THE INPUT:
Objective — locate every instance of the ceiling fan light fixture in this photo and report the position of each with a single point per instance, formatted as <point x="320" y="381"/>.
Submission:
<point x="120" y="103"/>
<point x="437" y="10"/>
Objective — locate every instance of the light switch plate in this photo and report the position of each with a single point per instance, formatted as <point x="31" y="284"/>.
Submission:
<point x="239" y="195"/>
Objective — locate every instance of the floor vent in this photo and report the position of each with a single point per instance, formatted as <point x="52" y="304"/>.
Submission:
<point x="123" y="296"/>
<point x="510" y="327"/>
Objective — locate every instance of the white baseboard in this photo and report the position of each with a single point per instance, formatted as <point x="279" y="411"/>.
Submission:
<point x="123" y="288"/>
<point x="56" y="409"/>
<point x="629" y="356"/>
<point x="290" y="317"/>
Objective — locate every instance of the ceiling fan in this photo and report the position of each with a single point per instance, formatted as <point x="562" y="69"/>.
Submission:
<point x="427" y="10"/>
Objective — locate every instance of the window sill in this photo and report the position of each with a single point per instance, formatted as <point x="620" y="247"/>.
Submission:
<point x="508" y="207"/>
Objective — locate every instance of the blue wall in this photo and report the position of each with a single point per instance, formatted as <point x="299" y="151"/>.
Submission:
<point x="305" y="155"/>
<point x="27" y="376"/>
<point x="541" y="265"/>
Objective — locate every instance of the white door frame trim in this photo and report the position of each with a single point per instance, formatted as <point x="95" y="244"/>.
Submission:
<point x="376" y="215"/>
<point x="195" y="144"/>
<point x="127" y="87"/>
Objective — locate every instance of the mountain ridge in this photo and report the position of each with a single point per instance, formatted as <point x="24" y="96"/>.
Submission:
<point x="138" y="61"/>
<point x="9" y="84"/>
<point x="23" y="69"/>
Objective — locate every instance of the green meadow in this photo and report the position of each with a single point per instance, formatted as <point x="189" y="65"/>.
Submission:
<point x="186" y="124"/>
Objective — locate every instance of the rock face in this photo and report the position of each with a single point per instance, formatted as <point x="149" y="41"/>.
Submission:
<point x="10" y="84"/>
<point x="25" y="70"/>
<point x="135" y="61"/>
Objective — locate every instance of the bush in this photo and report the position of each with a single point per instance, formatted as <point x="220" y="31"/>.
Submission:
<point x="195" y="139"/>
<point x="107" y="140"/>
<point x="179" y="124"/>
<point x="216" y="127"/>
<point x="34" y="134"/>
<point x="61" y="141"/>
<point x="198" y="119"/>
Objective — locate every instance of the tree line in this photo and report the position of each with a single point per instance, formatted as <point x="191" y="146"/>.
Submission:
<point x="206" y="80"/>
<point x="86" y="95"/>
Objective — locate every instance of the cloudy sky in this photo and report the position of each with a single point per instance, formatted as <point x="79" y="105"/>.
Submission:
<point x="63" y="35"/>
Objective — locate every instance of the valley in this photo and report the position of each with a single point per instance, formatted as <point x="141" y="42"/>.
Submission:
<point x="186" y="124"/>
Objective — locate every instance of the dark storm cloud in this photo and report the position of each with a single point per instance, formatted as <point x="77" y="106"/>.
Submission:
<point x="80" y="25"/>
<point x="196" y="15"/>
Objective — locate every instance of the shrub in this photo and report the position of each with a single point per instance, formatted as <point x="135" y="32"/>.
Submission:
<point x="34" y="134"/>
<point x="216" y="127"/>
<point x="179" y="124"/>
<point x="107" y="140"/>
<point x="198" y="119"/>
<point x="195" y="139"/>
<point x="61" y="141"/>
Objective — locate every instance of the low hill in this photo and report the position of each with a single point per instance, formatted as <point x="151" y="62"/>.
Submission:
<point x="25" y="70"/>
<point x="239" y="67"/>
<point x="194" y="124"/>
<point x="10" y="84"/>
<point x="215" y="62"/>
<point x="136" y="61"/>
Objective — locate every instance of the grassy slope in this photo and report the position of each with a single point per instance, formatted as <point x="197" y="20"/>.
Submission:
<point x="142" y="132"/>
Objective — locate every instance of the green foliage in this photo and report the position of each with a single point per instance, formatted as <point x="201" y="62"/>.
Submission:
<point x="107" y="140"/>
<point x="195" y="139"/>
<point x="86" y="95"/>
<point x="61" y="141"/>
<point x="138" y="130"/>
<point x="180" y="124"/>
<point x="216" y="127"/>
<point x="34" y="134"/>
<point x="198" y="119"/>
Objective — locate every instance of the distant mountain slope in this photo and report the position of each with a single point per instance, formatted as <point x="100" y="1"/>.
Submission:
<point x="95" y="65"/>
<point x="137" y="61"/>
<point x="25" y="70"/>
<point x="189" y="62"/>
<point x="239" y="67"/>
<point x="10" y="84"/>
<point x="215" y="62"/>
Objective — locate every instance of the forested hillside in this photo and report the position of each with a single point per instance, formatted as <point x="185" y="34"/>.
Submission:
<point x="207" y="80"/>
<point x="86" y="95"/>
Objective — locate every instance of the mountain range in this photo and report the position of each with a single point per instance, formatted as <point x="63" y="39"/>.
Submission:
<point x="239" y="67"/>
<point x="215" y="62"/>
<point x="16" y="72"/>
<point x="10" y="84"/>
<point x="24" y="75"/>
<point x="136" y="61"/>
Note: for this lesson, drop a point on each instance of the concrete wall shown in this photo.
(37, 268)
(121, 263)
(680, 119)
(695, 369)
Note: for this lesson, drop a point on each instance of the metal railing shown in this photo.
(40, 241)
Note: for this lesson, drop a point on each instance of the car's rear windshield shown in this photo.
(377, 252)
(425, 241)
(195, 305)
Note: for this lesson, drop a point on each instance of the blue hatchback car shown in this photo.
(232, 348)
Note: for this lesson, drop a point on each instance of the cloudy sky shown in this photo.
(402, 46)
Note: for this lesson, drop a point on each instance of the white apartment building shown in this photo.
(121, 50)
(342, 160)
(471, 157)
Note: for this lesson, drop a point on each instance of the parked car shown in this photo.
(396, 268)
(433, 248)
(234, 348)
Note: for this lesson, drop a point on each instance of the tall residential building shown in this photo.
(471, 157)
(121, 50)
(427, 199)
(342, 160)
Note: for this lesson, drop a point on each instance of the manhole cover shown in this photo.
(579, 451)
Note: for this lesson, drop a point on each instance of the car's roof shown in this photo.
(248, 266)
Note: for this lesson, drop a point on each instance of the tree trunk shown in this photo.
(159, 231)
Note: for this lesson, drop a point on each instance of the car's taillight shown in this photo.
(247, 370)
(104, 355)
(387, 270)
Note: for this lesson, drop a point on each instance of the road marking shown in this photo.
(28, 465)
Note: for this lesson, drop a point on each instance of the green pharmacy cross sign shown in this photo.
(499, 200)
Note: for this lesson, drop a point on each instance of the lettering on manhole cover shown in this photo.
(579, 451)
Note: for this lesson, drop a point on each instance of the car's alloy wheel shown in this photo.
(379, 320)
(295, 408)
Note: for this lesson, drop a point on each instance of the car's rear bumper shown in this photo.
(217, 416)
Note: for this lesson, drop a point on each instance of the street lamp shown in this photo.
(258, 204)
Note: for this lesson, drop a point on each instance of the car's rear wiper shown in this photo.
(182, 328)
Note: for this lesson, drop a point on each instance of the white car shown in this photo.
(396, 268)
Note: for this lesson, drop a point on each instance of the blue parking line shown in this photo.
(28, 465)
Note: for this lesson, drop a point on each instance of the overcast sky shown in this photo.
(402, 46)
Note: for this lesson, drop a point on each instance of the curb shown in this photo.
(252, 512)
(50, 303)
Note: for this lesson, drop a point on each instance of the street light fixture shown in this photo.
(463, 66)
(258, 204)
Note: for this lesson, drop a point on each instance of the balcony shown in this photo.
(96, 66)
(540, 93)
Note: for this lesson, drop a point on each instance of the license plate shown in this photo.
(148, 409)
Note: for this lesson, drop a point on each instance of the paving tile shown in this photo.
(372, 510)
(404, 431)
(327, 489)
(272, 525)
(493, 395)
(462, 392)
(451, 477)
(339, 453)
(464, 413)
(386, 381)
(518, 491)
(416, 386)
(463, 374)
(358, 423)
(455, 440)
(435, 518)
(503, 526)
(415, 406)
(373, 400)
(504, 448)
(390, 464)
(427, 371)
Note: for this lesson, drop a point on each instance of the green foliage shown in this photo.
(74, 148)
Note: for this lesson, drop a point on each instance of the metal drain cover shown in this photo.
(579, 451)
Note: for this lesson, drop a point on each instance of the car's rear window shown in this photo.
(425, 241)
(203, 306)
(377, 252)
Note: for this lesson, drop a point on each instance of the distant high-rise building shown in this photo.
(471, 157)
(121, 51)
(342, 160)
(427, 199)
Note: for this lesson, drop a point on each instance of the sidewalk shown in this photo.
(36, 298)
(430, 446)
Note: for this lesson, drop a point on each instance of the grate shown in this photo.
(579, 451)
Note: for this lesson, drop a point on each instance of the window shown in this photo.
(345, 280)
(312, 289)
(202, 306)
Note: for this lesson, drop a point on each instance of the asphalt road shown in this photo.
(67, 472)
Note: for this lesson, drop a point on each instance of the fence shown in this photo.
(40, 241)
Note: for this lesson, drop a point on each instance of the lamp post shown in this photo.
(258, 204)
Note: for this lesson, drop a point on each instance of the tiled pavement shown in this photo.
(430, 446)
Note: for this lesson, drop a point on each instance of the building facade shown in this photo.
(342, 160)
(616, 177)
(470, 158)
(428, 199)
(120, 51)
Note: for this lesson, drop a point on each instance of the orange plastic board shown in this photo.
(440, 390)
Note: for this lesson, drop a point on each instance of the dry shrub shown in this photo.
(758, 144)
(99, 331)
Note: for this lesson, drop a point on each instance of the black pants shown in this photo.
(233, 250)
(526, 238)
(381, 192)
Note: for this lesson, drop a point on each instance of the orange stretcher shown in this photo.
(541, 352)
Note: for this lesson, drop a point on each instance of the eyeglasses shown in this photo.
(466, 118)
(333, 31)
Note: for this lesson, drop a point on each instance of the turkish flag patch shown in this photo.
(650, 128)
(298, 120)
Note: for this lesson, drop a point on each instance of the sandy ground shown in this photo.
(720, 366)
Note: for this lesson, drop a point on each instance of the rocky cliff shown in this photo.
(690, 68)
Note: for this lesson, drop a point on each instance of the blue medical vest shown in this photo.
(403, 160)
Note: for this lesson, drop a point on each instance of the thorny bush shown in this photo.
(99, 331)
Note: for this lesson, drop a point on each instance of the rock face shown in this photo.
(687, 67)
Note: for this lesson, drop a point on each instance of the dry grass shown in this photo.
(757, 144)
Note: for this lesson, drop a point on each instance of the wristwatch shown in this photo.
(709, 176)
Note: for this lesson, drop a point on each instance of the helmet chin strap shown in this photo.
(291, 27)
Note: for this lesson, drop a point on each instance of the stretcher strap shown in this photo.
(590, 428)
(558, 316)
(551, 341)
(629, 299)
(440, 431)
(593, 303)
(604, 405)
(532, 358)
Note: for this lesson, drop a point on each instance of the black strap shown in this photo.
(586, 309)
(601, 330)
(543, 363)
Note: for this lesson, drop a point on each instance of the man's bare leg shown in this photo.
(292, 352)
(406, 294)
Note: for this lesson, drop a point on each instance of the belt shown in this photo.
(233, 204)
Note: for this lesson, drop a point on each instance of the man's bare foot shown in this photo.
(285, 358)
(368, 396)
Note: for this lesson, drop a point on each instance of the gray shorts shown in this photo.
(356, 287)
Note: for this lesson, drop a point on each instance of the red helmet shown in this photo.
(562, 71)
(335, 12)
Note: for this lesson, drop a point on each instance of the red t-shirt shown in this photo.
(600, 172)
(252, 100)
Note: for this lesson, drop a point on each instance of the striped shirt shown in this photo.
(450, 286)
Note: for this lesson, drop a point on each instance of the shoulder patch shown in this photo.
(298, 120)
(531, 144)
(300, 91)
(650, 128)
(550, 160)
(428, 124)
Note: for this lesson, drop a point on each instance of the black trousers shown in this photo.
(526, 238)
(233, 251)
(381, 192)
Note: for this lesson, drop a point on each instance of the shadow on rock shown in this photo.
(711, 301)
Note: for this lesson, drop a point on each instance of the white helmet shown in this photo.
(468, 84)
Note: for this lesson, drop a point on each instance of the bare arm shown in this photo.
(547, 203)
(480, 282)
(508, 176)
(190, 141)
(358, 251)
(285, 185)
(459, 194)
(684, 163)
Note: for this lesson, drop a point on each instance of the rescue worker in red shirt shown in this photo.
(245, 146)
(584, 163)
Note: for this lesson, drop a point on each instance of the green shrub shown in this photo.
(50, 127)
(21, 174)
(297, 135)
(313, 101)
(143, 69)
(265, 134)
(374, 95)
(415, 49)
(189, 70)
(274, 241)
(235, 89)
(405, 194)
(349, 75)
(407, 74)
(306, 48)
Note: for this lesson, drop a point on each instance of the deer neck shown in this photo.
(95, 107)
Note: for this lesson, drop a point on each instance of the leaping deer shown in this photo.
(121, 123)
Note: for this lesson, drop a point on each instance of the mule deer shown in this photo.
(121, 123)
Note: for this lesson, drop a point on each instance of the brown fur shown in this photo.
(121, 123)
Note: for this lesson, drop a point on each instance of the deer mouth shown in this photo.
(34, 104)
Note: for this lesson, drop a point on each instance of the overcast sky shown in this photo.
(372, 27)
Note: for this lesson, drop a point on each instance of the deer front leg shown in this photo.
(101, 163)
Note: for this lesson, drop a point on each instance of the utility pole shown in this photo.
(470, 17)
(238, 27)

STATED PROBLEM: Format the lines of the listing from the one containing "pole shown in this photo." through the end of the listing, inclusive, as a JSON list of strings with one string per line, omitting blank lines.

COMPLETED EXERCISE:
[
  "Note: for this lesson, drop a point on each instance of the utility pole shown in this photo.",
  "(470, 17)",
  "(238, 27)"
]